> WRITTEN TASK
Render every line of the data below as a numbered list, skipping blank lines. Leave the pictures out of your answer.

##### THE RECORDS

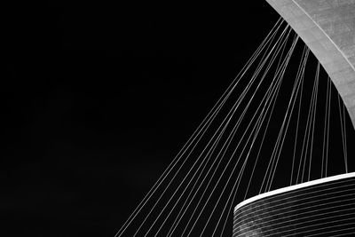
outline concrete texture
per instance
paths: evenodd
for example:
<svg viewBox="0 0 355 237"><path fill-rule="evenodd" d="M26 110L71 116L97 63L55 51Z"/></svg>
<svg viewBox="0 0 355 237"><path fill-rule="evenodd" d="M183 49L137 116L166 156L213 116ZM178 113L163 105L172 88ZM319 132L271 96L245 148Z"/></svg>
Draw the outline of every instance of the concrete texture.
<svg viewBox="0 0 355 237"><path fill-rule="evenodd" d="M355 0L266 0L329 75L355 128Z"/></svg>
<svg viewBox="0 0 355 237"><path fill-rule="evenodd" d="M355 173L265 193L236 208L233 236L353 236L354 199Z"/></svg>

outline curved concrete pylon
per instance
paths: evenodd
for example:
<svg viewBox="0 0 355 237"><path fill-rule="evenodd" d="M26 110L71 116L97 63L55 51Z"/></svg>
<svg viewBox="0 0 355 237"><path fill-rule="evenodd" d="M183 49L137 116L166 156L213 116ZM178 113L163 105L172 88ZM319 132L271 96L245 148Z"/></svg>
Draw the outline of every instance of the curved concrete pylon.
<svg viewBox="0 0 355 237"><path fill-rule="evenodd" d="M355 128L355 0L266 0L327 72Z"/></svg>

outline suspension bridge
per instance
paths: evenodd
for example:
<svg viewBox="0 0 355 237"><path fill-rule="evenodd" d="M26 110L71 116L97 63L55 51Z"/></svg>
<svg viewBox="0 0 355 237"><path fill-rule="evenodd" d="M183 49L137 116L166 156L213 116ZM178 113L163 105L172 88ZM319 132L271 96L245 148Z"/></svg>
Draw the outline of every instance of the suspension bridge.
<svg viewBox="0 0 355 237"><path fill-rule="evenodd" d="M355 1L267 2L280 18L115 236L354 233Z"/></svg>

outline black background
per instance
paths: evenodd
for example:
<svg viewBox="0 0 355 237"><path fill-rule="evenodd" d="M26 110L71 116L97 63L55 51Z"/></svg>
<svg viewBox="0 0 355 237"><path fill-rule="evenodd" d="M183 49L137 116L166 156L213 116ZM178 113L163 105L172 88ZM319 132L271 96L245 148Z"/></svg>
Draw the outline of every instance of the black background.
<svg viewBox="0 0 355 237"><path fill-rule="evenodd" d="M279 18L118 2L8 8L2 236L114 236Z"/></svg>

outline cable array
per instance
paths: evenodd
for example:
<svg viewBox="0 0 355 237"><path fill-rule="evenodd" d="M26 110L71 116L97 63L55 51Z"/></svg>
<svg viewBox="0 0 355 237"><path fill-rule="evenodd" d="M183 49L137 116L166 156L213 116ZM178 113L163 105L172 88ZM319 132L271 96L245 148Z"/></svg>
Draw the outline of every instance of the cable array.
<svg viewBox="0 0 355 237"><path fill-rule="evenodd" d="M317 64L309 86L311 53L299 42L279 19L115 237L230 235L233 207L274 188L280 170L288 177L282 186L312 179L317 161L320 178L327 177L332 84L327 78L318 136L321 67ZM346 114L339 97L337 102L348 172ZM291 151L288 162L285 150Z"/></svg>

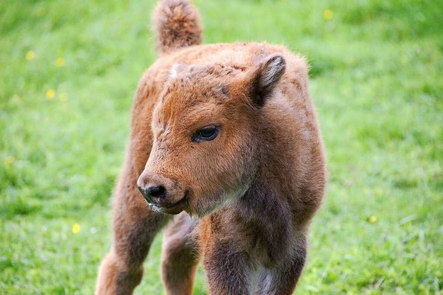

##########

> CORRECT RESULT
1. outline concrete texture
2. per instance
3. paths: evenodd
4. for example:
5. <svg viewBox="0 0 355 237"><path fill-rule="evenodd" d="M26 110L71 116L97 63L55 51Z"/></svg>
6. <svg viewBox="0 0 355 237"><path fill-rule="evenodd" d="M183 49L137 116L166 156L213 116ZM178 113L163 105L172 88ZM319 132L271 96L245 148Z"/></svg>
7. Draw the outline of every instance of the concrete texture.
8. <svg viewBox="0 0 355 237"><path fill-rule="evenodd" d="M355 0L266 0L329 75L355 128Z"/></svg>
9. <svg viewBox="0 0 355 237"><path fill-rule="evenodd" d="M355 173L265 193L236 208L233 236L353 236L354 199Z"/></svg>
10. outline curved concrete pylon
11. per instance
12. paths: evenodd
13. for example:
14. <svg viewBox="0 0 355 237"><path fill-rule="evenodd" d="M26 110L71 116L97 63L55 51Z"/></svg>
15. <svg viewBox="0 0 355 237"><path fill-rule="evenodd" d="M183 49L137 116L166 156L213 116ZM178 113L163 105L172 88ZM319 132L271 96L245 148Z"/></svg>
16. Draw the outline of every instance of the curved concrete pylon.
17. <svg viewBox="0 0 355 237"><path fill-rule="evenodd" d="M355 128L355 0L266 0L327 72Z"/></svg>
18. outline suspension bridge
19. per instance
20. paths: evenodd
21. for example:
22. <svg viewBox="0 0 355 237"><path fill-rule="evenodd" d="M26 110L71 116L97 63L55 51Z"/></svg>
23. <svg viewBox="0 0 355 237"><path fill-rule="evenodd" d="M183 49L137 116L166 156L213 116ZM178 113L163 105L172 88ZM319 132L271 96L245 148Z"/></svg>
24. Draw the outline of every instance of the suspension bridge.
25. <svg viewBox="0 0 355 237"><path fill-rule="evenodd" d="M355 1L267 2L280 18L115 236L354 233Z"/></svg>
26. outline black background
27. per instance
28. paths: evenodd
29. for example:
30. <svg viewBox="0 0 355 237"><path fill-rule="evenodd" d="M26 110L71 116L97 63L55 51Z"/></svg>
31. <svg viewBox="0 0 355 237"><path fill-rule="evenodd" d="M183 49L137 116L166 156L213 116ZM178 113L163 105L172 88ZM319 132L271 96L245 148Z"/></svg>
32. Draw the outline of every instance of the black background.
33. <svg viewBox="0 0 355 237"><path fill-rule="evenodd" d="M279 18L118 2L8 8L2 236L114 236Z"/></svg>
34. outline cable array
35. per instance
36. paths: evenodd
37. for example:
38. <svg viewBox="0 0 355 237"><path fill-rule="evenodd" d="M26 110L71 116L97 63L55 51Z"/></svg>
39. <svg viewBox="0 0 355 237"><path fill-rule="evenodd" d="M183 49L137 116L166 156L213 116ZM178 113L163 105L172 88ZM319 132L271 96L245 148Z"/></svg>
40. Draw the outline of every instance of the cable array.
41. <svg viewBox="0 0 355 237"><path fill-rule="evenodd" d="M317 64L309 86L311 53L299 42L279 19L115 237L230 235L233 207L274 188L280 170L288 177L282 186L312 179L317 161L320 178L327 177L332 84L327 78L318 136L321 67ZM346 114L339 97L337 102L348 172ZM291 151L288 162L285 150Z"/></svg>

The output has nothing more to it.